Bounding-box items:
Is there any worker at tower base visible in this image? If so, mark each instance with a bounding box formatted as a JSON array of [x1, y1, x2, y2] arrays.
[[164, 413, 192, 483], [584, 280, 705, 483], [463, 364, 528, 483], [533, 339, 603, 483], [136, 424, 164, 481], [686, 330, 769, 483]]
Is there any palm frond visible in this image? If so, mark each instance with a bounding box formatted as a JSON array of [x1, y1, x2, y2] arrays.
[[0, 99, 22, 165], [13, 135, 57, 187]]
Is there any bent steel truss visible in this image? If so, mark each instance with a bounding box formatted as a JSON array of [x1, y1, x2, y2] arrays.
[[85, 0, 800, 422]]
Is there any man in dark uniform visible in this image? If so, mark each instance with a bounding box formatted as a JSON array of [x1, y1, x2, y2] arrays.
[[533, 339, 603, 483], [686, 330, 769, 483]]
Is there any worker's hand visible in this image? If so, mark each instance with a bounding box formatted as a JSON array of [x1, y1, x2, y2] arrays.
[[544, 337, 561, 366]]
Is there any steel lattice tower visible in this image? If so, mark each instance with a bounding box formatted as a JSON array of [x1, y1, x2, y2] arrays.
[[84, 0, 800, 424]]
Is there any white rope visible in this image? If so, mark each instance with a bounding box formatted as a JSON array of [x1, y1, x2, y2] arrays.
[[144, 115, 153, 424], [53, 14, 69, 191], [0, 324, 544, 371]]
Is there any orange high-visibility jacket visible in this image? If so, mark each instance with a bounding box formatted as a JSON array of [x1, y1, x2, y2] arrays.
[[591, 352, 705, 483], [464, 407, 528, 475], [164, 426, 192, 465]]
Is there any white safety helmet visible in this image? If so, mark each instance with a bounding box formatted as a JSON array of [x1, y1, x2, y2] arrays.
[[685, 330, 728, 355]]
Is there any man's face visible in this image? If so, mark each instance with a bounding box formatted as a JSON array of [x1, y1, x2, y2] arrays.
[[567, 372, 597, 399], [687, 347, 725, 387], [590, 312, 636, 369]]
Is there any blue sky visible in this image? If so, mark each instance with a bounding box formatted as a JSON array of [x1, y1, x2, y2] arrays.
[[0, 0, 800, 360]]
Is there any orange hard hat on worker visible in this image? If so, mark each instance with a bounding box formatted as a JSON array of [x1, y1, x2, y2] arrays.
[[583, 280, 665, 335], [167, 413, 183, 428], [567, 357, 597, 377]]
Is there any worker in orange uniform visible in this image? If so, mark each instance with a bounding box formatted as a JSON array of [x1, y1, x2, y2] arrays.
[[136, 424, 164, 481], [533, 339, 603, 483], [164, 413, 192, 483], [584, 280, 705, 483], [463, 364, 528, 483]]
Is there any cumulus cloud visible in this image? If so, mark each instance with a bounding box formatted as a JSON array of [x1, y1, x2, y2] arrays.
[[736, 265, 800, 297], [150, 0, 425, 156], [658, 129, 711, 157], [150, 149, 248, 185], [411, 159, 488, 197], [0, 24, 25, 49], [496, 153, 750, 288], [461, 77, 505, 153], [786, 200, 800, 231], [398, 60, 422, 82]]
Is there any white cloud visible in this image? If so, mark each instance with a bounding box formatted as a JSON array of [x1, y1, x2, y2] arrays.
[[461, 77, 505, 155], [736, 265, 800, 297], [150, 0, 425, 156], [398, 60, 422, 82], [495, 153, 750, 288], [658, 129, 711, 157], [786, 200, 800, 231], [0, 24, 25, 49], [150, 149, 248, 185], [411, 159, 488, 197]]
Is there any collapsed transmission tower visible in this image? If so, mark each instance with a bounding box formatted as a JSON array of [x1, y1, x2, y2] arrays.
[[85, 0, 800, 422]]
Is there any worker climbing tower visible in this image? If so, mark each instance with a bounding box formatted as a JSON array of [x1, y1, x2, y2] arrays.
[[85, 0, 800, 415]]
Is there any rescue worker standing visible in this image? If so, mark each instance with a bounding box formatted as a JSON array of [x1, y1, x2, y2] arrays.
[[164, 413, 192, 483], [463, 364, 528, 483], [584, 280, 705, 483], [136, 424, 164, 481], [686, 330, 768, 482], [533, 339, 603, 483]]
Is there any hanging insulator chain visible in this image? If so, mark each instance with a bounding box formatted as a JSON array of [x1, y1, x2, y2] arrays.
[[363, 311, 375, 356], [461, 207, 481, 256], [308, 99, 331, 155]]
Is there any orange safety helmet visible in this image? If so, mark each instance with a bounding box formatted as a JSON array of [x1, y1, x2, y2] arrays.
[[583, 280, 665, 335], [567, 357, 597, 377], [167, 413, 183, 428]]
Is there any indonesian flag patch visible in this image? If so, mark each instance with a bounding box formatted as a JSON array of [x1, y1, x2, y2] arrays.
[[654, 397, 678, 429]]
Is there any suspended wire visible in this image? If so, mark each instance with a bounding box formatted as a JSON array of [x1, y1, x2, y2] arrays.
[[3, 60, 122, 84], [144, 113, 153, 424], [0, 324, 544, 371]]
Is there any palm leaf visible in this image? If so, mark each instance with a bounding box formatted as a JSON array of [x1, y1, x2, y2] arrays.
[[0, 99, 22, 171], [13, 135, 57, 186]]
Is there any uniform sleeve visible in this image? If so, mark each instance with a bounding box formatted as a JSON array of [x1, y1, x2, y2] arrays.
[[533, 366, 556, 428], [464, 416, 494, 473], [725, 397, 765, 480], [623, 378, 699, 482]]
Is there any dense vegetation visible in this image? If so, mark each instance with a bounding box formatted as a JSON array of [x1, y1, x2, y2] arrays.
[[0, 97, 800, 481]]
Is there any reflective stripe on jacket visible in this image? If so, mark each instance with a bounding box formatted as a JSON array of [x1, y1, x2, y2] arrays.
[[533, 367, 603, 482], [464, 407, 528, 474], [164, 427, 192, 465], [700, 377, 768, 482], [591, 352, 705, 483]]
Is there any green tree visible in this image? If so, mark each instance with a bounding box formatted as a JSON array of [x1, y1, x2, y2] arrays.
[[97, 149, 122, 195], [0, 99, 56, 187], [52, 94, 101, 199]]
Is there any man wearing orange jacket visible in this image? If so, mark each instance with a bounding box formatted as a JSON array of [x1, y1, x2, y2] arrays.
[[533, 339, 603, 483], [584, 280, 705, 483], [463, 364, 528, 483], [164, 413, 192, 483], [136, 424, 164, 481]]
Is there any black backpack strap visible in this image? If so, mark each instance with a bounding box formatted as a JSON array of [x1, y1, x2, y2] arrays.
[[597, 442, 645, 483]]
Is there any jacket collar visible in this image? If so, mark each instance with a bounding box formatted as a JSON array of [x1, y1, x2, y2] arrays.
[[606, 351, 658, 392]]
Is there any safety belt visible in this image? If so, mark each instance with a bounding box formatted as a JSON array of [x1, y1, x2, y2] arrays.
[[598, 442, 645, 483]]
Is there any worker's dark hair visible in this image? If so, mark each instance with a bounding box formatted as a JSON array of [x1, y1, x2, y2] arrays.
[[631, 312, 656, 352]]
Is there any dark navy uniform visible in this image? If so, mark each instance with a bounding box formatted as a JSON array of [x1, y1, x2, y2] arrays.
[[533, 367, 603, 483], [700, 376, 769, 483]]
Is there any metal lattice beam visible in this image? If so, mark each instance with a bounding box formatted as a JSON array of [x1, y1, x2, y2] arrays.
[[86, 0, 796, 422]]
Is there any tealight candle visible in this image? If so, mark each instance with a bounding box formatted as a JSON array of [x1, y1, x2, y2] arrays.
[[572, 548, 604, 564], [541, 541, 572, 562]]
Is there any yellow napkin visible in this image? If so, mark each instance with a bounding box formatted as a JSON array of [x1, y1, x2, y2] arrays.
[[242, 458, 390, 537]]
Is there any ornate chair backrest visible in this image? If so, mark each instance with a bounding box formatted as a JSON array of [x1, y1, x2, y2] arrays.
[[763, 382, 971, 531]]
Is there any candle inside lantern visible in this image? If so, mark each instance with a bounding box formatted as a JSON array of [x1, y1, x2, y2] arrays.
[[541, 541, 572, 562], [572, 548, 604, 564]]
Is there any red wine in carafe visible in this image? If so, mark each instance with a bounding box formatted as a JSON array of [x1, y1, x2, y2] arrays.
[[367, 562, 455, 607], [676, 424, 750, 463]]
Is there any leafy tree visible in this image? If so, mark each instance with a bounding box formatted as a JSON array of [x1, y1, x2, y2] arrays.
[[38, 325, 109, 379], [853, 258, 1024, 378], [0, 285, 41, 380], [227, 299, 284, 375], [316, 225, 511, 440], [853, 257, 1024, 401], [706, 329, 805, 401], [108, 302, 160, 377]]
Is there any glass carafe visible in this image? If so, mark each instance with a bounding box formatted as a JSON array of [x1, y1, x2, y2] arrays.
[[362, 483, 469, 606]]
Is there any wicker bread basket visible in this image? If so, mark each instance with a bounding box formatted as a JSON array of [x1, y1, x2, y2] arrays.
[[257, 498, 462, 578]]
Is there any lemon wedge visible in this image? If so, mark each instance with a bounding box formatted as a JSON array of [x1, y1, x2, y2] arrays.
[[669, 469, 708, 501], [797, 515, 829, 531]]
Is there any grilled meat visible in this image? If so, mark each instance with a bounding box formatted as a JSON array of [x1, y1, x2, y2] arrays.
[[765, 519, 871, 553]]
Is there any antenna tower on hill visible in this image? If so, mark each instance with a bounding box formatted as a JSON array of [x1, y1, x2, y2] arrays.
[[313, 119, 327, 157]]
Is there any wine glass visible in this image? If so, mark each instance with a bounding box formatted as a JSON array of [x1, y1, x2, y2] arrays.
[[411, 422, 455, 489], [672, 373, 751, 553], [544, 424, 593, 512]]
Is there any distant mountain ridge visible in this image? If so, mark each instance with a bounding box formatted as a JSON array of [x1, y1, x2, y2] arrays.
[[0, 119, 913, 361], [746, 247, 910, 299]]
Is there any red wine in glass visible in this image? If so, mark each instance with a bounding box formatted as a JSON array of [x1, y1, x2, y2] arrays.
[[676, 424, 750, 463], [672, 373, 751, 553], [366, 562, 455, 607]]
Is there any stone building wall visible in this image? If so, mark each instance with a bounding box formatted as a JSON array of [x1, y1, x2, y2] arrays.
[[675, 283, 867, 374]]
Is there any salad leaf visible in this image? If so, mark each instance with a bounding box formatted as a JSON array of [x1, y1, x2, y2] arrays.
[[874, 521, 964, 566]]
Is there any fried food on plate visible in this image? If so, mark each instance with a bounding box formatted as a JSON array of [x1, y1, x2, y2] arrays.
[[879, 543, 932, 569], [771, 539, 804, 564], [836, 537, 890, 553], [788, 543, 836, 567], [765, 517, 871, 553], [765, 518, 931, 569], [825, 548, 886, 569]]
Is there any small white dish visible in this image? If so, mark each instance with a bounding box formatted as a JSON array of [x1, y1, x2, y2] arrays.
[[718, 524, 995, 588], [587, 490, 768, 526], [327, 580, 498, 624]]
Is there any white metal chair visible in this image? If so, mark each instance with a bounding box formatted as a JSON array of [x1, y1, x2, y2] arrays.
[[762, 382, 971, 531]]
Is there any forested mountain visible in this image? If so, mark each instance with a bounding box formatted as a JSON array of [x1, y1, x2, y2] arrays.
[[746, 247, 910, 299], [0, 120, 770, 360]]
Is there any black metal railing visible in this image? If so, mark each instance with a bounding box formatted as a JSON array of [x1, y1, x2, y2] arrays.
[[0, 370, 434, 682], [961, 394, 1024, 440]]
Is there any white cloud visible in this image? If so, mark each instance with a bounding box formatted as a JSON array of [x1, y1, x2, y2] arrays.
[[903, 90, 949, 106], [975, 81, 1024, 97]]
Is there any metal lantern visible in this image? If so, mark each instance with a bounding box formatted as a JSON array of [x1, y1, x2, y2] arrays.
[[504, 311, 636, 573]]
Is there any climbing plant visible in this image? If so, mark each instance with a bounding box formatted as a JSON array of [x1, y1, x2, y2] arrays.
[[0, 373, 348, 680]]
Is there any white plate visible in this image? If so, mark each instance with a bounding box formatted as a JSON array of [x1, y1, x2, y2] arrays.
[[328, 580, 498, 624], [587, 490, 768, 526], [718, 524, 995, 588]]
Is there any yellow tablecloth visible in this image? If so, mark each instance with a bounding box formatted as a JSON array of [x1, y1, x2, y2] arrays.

* **Work to be completed**
Reproduce the lines above, starting at the line containing "Is there any worker's dark" and ending at the line containing "[[631, 312, 656, 352]]", with both of those lines included.

* **Solution to the problem**
Is there any worker's dark hair visible in this image? If so, mark each instance with a bounding box formatted as a JSON array of [x1, y1, x2, y2] arrays.
[[631, 312, 656, 352]]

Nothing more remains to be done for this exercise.